擷取文字:
================================
本論文是以變動長度基因演算法為基礎，解決異質性無線傳輸設備佈建之問題。在目前的無線傳輸技術，包括無線區域網路、3G 技術的蓬勃發展之下，如何正確的將一個空間佈滿指定的基地台，並且符合流量等的各種需求，是一個相當大的難題。目前的研究相關論文雖然能考慮相當多的因素，但是在演算法上面，卻因為演算法目前發展的限制，而必須先由使用者給予一個欲使用的基地台的上限值，其演算法才能夠找尋相對應的佈建方式。本論文提出以一個變動長度的基因演算法為基礎的演算法，跳脫以往佈建基地台必須先給予一個指定的基地台個數值的方式，能夠自動找尋所需的基地台數，並且能夠同時搜尋基地台所放置的位置，並且能夠同時考量佈建面積以及佈建所需的成本，以達到最佳化基地台佈建。
本論文最主要的貢獻如下：
一、 以往在佈建基地台前必須給予一個地圖以及使用基地台數的上限值，本論文所提出的方法可以自動找尋所需的基地台數。
二、 過去的方法必須先大略估計所需的基地台數後，再利用這個數字找尋基地台的放置位置，本論文所提出的方法可以同時找到所需的基地台數以及其基地台所放置的位置。
三、 本論文利用變動長度基因演算法為基礎，發展適合無線傳輸設備佈建問題之演算法。
================================
待辦工作:
[1] 依照擷取文字，用一到三句話說明：過去的佈建方法為什麼要先由使用者給定基地台數的上限值？
[2] 請把擷取文字從「本論文最主要的貢獻如下：」到「三、 本論文利用變動長度基因演算法為基礎，發展適合無線傳輸設備佈建問題之演算法。」這一段一字不差地抄寫出來。
下列項目在這份作業中用不到。

(一組紀錄)
================================
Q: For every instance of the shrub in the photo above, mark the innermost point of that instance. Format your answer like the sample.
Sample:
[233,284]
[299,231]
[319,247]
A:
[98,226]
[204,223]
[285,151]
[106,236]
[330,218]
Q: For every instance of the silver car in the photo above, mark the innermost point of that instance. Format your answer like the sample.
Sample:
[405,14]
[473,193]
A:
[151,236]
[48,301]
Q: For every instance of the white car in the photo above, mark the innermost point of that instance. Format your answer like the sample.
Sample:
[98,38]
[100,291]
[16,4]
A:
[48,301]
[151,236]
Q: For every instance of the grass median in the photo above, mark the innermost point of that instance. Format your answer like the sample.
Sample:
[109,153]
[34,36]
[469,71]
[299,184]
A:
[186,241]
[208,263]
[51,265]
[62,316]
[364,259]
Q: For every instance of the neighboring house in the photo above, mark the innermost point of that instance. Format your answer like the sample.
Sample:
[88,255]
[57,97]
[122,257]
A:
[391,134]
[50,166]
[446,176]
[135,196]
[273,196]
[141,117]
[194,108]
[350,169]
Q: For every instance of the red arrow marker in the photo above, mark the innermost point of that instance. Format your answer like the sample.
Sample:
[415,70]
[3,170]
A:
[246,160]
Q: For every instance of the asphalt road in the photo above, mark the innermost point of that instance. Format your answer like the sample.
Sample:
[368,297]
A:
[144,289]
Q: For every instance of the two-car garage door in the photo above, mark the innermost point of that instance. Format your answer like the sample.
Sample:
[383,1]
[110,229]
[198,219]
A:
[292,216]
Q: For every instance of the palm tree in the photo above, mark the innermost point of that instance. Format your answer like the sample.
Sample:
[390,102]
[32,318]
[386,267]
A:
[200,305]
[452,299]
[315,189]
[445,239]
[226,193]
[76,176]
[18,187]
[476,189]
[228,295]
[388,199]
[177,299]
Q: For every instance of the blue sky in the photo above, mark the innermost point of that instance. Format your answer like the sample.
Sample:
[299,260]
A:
================================
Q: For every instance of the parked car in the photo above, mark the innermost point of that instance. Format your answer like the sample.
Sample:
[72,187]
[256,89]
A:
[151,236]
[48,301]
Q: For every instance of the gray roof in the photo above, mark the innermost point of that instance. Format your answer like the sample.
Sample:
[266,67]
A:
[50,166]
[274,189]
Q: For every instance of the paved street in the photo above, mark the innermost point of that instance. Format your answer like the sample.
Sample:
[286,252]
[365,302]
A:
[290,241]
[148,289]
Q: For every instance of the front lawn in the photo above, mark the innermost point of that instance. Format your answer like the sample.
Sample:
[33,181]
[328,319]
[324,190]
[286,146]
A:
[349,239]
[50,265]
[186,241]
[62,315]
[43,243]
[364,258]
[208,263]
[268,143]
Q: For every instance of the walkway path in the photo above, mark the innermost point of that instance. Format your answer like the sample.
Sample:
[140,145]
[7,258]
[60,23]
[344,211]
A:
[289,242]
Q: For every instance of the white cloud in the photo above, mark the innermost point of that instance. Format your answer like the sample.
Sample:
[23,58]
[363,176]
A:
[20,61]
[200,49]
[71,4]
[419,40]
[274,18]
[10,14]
================================
完整解答:
[1] 因為演算法目前發展的限制，過去的方法必須先由使用者給予欲使用的基地台數上限值，演算法才能找尋相對應的佈建方式。

[2]
本論文最主要的貢獻如下：
一、 以往在佈建基地台前必須給予一個地圖以及使用基地台數的上限值，本論文所提出的方法可以自動找尋所需的基地台數。
二、 過去的方法必須先大略估計所需的基地台數後，再利用這個數字找尋基地台的放置位置，本論文所提出的方法可以同時找到所需的基地台數以及其基地台所放置的位置。
三、 本論文利用變動長度基因演算法為基礎，發展適合無線傳輸設備佈建問題之演算法。